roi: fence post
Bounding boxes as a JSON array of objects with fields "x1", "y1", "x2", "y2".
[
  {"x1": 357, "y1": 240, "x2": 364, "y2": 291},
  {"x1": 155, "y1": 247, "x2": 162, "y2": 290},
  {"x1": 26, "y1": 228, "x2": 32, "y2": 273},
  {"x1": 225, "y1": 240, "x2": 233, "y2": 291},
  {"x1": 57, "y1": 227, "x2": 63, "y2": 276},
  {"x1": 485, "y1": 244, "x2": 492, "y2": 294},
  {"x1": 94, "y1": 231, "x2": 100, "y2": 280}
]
..............................
- _Requirement_
Nothing may be omitted or altered; reproduce all of the entries.

- _Solved exercise_
roi: fence post
Bounding boxes as a JSON array of objects with fields "x1", "y1", "x2", "y2".
[
  {"x1": 357, "y1": 240, "x2": 364, "y2": 291},
  {"x1": 155, "y1": 247, "x2": 162, "y2": 290},
  {"x1": 26, "y1": 228, "x2": 32, "y2": 273},
  {"x1": 225, "y1": 240, "x2": 233, "y2": 291},
  {"x1": 57, "y1": 227, "x2": 63, "y2": 276},
  {"x1": 485, "y1": 244, "x2": 492, "y2": 294},
  {"x1": 94, "y1": 231, "x2": 100, "y2": 280}
]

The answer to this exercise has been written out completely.